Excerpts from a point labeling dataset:
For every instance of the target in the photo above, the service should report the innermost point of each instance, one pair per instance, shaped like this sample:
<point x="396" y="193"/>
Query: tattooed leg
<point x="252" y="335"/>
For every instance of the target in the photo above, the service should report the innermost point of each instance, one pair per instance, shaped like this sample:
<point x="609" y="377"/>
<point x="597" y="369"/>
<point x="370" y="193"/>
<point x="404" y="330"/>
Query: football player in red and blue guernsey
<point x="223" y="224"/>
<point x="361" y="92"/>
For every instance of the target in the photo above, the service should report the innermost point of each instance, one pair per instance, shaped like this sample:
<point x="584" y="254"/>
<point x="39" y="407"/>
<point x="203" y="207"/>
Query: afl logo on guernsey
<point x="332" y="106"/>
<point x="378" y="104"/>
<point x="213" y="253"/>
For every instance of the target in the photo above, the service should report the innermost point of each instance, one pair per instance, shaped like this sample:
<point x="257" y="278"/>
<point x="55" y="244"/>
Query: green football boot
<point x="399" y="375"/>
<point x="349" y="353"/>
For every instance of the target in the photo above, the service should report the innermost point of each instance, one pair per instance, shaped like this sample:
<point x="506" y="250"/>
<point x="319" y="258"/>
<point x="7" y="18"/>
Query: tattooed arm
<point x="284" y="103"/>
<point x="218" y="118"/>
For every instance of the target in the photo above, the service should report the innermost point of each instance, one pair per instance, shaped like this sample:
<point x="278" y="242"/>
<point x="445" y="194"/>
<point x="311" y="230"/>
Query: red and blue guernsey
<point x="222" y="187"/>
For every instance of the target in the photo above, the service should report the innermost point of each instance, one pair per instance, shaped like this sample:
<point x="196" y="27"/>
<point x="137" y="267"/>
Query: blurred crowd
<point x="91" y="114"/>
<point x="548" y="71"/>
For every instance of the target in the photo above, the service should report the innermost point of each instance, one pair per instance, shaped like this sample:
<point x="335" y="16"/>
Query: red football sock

* **Exercise**
From the listing above, extract every line that contains the string "guernsey".

* **Output below**
Query: football player in red and blue guernsey
Query: afl logo on guernsey
Query: red and blue guernsey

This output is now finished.